### Textauszug

Auf dem Schnalstaler Gletscher hat Anni nicht nur den Schneeschuh geschwungen, sondern auch eine Eishöhle bestaunt und auf der Schutzhütte Schöne Aussicht ein Knödeldesgustationsmenü geschmaust. Was das alles mit Höhenkrankheit zu tun hat und warum man nicht unter allen Umständen eine Viertelstunde in der höchsten Sauna Europas sitzen sollte, das erfahrt ihr jetzt!
Kurvig geht es mit dem Auto die Straßen von Lana herauf in Richtung der Bergstation Kurzras. Ich steige aus, strecke mich und sehe vorfreudige Menschen in Richtung des Seilbahneingangs laufen. Hier gehts also hoch zum Schnalstaler Gletscher – auf insgesamt 3212 Meter. So hoch war ich bisher tatsächlich noch nie. Etwas worüber ich mir im Übrigen zu diesem Zeitpunkt noch keine Gedanken machte – oh wie sich das einige Stunden später ändern würde!
Oben angekommen nimmt sich unser Guide Robert Zeit die Gruppe willkommen zu heißen. Er erzählt uns etwas zur Geschichte des Ötzi, dessen Fund die Region touristisch stark geprägt hat und verrät uns, dass wir eine etwa zweistündige Wanderung zur Schutzhütte Schöne Aussicht vor uns haben.
Los geht’s ins Flockengestöber und ich freue mich wie ein Schneehuhn darauf, denn ich bin schon einmal vorher mit Schneeschuhen gewandert und habe es sehr genossen. Mit meinem 6 Kilo schweren Rucksack, der meine Fotoausrüstung, Wasser und Wechselsachen für die Hütte enthält, merke ich schon nach kurzer Zeit, dass ich das schneidige Tempo der anderen nicht werde mithalten können. Franzi, deren Südtiroler Herz stets für gute Laune sorgt, bleibt bei mir und ich halte mich ran, um stets wieder zur Gruppe aufzuschließen.
Immer wieder möchte ich stehen bleiben um einfach nur das unendliche Weiß der Landschaft zu genießen. Ich glaube, so viel ungetrübtes weiß habe ich tatsächlich noch nie auf einmal gesehen. Es wirkt sich auf den geist so beruhigend aus, wie eine lange Meditation. Kaum etwas müssen die Augen verarbeiten. Nur Schönheit, Stille und ein paar kleine Menschen, die ihre Spuren durch den Schnee ziehen.

######
### Gespeicherte Zeilen

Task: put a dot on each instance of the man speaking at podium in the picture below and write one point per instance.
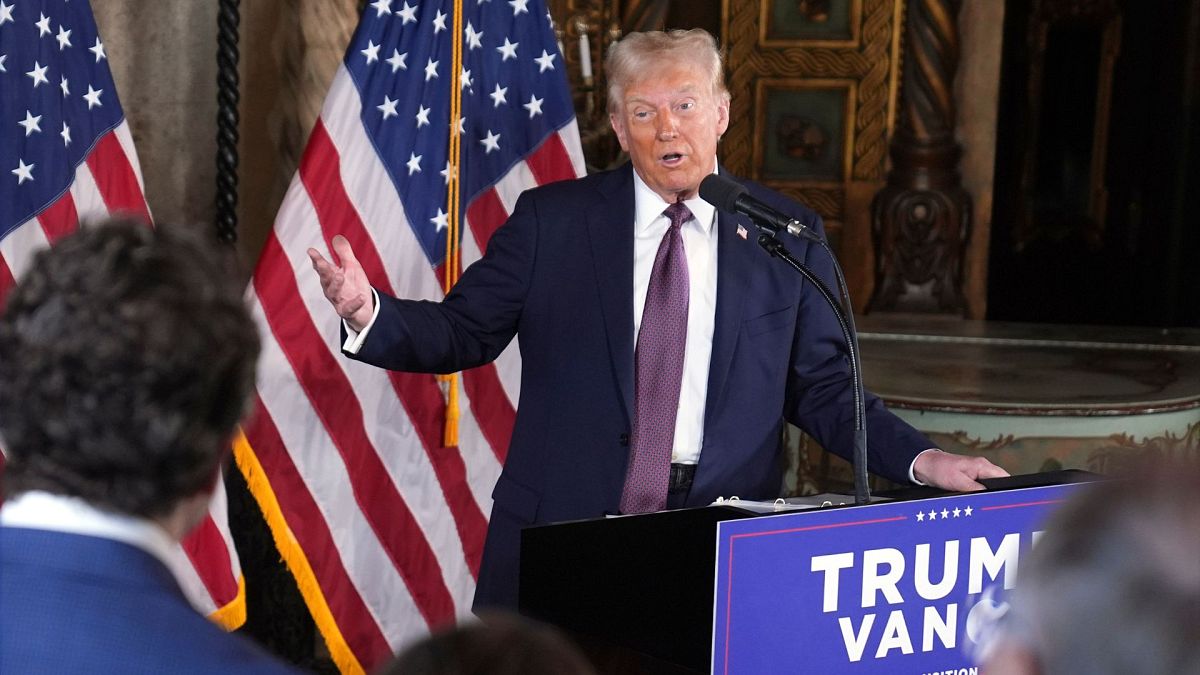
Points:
(661, 347)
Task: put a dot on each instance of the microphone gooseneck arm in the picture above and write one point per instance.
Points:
(846, 322)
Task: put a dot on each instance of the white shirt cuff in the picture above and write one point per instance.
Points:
(912, 473)
(354, 339)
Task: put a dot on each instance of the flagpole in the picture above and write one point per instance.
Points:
(450, 432)
(228, 17)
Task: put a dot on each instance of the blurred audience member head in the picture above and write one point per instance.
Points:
(501, 644)
(1113, 587)
(126, 360)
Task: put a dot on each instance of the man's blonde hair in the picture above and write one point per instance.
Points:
(639, 52)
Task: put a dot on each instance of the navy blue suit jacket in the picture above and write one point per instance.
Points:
(561, 274)
(71, 603)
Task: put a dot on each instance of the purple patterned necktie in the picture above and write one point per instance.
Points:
(658, 372)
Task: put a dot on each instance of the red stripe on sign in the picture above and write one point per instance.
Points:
(297, 506)
(207, 549)
(551, 162)
(419, 394)
(485, 215)
(115, 179)
(335, 402)
(59, 219)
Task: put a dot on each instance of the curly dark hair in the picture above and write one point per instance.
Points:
(126, 360)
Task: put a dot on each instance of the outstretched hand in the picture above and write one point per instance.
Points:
(960, 473)
(346, 287)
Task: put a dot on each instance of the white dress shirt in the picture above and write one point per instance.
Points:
(37, 509)
(700, 246)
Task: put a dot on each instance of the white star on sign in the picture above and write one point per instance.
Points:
(508, 51)
(533, 106)
(397, 60)
(498, 96)
(388, 107)
(371, 52)
(99, 51)
(546, 61)
(31, 123)
(23, 172)
(492, 142)
(93, 96)
(439, 220)
(473, 39)
(39, 75)
(407, 13)
(382, 7)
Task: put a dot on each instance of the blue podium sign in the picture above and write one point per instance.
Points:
(891, 587)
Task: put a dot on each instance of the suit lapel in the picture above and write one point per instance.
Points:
(733, 261)
(611, 233)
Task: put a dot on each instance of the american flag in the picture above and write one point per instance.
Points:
(67, 157)
(382, 524)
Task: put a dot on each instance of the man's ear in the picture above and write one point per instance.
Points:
(618, 127)
(723, 117)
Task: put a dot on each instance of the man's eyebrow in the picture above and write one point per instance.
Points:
(685, 90)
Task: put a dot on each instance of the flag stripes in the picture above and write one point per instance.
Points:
(381, 523)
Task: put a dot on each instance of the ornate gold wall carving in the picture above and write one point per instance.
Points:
(769, 63)
(868, 59)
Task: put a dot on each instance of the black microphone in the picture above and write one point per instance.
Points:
(731, 196)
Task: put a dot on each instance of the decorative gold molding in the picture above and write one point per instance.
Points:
(869, 61)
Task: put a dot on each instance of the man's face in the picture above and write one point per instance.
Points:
(669, 121)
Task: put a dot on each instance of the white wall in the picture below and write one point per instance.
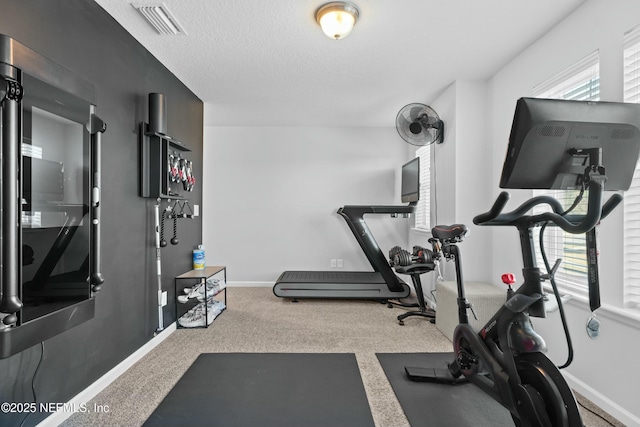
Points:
(460, 178)
(602, 369)
(271, 196)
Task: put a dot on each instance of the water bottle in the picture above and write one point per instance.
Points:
(198, 258)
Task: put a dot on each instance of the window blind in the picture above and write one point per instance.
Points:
(632, 197)
(581, 81)
(423, 210)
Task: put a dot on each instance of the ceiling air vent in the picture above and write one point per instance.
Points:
(160, 18)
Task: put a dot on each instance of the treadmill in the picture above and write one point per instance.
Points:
(380, 284)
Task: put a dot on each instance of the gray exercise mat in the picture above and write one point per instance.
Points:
(440, 405)
(267, 389)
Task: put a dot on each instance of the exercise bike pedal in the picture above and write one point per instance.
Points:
(434, 375)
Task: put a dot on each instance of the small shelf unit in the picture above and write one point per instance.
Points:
(195, 278)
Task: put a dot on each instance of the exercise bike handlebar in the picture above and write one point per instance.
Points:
(574, 224)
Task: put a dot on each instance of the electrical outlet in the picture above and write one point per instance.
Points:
(164, 298)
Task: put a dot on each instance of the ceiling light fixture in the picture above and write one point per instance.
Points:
(337, 18)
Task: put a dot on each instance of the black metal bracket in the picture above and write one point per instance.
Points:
(12, 91)
(96, 128)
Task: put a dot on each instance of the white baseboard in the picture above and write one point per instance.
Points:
(250, 284)
(100, 384)
(611, 407)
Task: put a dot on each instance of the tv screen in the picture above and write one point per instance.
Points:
(411, 181)
(544, 131)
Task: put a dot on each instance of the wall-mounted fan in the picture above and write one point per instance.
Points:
(419, 124)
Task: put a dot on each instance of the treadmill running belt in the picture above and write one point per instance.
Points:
(330, 277)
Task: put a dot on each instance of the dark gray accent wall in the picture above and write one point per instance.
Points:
(82, 37)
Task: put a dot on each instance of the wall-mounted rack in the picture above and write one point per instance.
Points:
(165, 172)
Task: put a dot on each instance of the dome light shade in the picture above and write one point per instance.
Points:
(337, 18)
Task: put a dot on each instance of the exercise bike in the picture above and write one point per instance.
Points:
(506, 357)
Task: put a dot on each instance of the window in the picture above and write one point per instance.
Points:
(581, 81)
(632, 197)
(423, 210)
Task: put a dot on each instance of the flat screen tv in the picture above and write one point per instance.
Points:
(544, 132)
(411, 181)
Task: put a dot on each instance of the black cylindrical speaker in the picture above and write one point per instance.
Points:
(157, 113)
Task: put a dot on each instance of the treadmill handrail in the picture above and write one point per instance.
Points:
(354, 216)
(380, 209)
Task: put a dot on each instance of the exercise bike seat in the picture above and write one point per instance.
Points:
(415, 268)
(449, 233)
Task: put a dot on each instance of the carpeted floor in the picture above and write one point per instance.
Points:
(258, 322)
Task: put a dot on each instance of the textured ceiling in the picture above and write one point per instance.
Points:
(268, 63)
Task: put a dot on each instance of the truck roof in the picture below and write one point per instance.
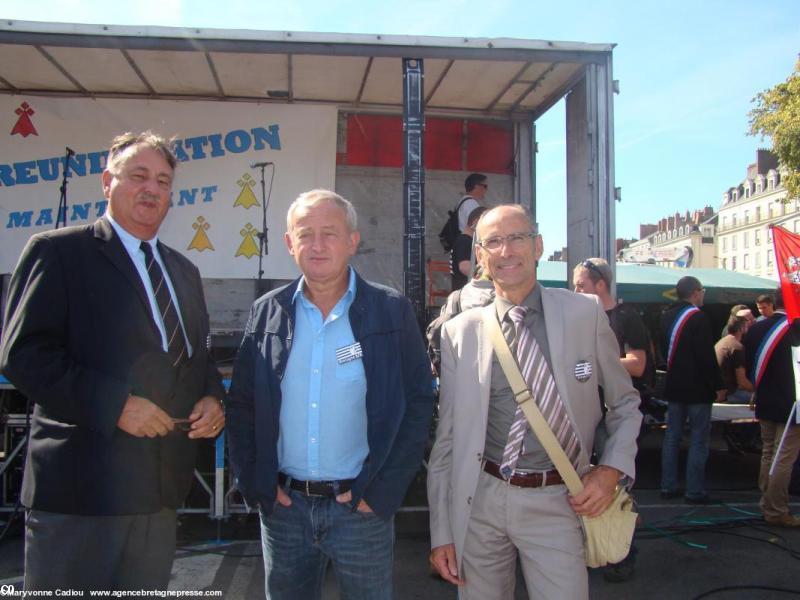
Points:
(485, 77)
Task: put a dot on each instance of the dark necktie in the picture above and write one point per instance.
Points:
(176, 344)
(540, 380)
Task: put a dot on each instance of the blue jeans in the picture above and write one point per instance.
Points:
(699, 416)
(300, 540)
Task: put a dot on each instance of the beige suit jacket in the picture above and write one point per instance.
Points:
(577, 330)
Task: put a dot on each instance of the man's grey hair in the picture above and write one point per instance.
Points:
(522, 210)
(318, 196)
(159, 143)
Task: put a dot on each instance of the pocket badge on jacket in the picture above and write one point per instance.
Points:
(583, 371)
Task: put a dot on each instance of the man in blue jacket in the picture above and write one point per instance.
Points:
(329, 410)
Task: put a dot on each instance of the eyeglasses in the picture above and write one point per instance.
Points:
(514, 240)
(587, 264)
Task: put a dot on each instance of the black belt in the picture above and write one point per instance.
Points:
(327, 489)
(524, 479)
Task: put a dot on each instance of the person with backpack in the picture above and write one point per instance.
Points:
(461, 258)
(475, 185)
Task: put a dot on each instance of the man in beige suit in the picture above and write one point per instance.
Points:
(483, 513)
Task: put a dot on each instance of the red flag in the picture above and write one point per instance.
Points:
(787, 256)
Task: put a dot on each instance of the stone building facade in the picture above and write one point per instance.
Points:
(744, 238)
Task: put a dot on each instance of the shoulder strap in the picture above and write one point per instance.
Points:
(523, 397)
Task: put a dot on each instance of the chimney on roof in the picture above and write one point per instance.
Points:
(765, 160)
(647, 229)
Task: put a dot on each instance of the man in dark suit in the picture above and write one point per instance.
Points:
(768, 353)
(105, 332)
(693, 383)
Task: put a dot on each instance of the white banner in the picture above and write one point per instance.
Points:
(216, 211)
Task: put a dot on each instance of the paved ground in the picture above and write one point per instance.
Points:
(683, 552)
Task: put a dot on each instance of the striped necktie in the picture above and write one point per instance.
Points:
(176, 344)
(537, 375)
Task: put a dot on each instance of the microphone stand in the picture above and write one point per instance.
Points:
(62, 202)
(263, 242)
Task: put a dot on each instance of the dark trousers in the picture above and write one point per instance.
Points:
(77, 552)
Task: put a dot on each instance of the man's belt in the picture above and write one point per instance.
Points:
(327, 489)
(540, 479)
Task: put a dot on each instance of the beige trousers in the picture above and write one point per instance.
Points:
(537, 524)
(775, 488)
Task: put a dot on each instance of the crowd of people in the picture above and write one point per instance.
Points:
(332, 398)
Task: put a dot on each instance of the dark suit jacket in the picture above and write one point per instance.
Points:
(694, 376)
(775, 393)
(78, 338)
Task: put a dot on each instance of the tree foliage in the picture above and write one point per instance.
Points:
(777, 116)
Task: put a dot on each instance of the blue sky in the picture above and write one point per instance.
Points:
(687, 70)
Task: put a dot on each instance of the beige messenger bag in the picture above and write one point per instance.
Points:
(607, 538)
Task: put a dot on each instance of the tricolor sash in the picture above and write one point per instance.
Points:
(677, 329)
(767, 347)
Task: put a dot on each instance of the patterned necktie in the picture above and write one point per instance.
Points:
(176, 344)
(540, 380)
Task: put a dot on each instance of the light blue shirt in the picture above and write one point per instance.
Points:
(132, 247)
(323, 423)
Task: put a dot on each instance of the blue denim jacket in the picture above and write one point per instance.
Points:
(399, 396)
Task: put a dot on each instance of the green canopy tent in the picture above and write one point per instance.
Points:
(650, 284)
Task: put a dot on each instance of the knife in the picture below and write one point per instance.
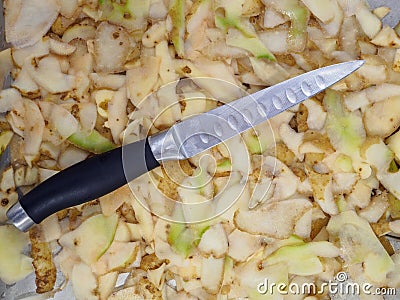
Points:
(101, 174)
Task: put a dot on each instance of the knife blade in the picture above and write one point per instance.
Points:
(101, 174)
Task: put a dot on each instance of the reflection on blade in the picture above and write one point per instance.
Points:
(194, 135)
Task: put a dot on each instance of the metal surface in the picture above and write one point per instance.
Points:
(393, 17)
(27, 286)
(19, 217)
(199, 133)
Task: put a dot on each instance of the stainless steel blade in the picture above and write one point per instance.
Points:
(393, 17)
(201, 132)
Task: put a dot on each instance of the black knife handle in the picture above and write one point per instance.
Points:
(84, 181)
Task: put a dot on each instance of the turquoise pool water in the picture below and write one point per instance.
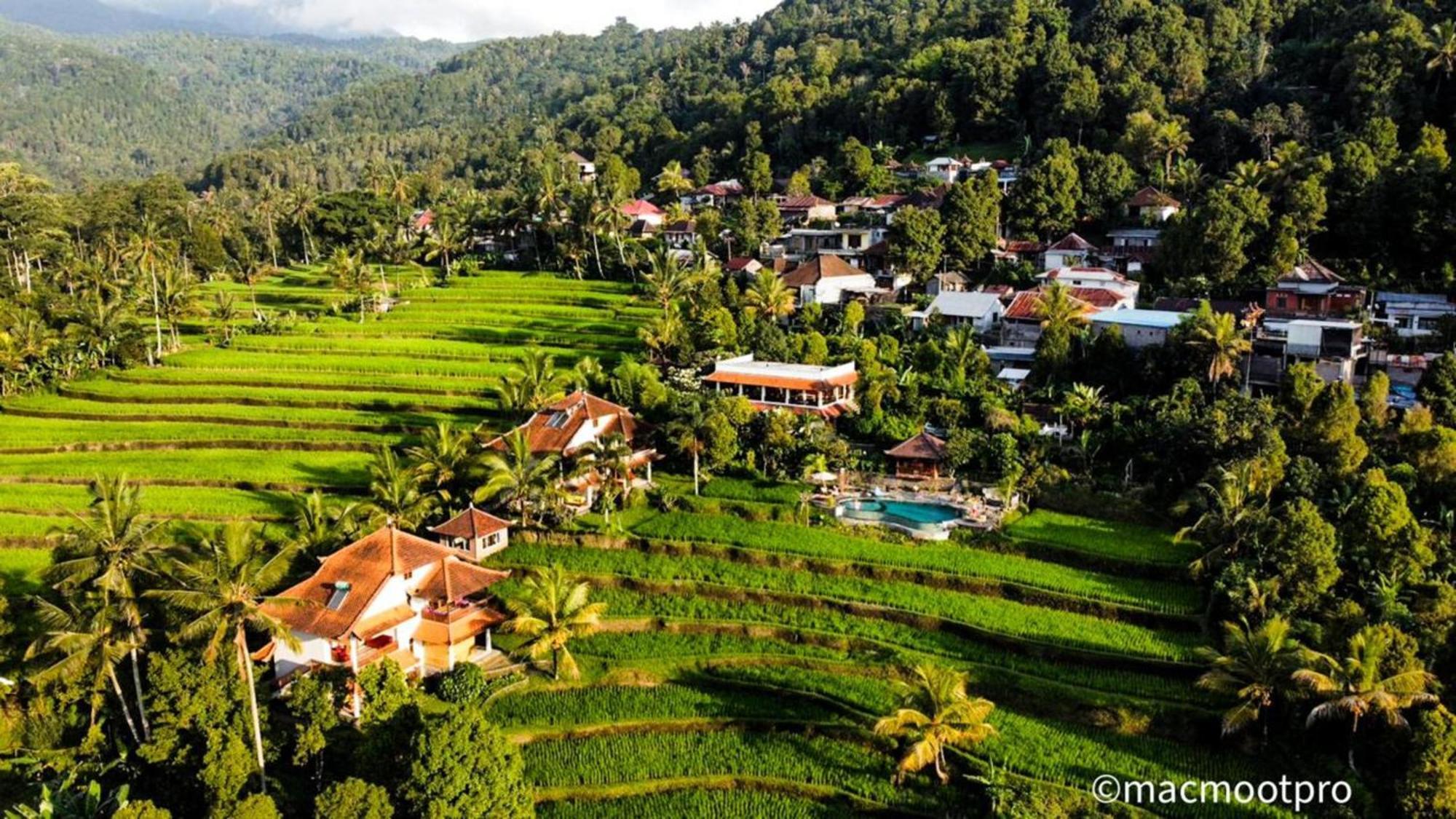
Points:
(914, 515)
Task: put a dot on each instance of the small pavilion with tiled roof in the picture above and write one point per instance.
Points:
(480, 534)
(918, 456)
(373, 599)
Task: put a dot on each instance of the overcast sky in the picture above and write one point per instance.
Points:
(464, 20)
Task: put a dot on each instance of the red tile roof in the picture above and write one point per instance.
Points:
(363, 566)
(1152, 197)
(641, 207)
(1072, 242)
(803, 203)
(1027, 305)
(818, 269)
(553, 429)
(471, 523)
(919, 448)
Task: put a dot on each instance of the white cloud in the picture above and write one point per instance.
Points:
(464, 20)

######

• **Aufgabe**:
Bearbeite im Textauszug den Teil, der mit den Worten „Kurvig geht es“ beginnt und mit „später ändern würde!“ endet, und gib ihn wieder, wobei „Lana“ durch „Meran“ ersetzt wird. Die Zeilen sind eigenständiges Material und gehören nicht zum Textauszug.

• **Lösung**:
Kurvig geht es mit dem Auto die Straßen von Meran herauf in Richtung der Bergstation Kurzras. Ich steige aus, strecke mich und sehe vorfreudige Menschen in Richtung des Seilbahneingangs laufen. Hier gehts also hoch zum Schnalstaler Gletscher – auf insgesamt 3212 Meter. So hoch war ich bisher tatsächlich noch nie. Etwas worüber ich mir im Übrigen zu diesem Zeitpunkt noch keine Gedanken machte – oh wie sich das einige Stunden später ändern würde!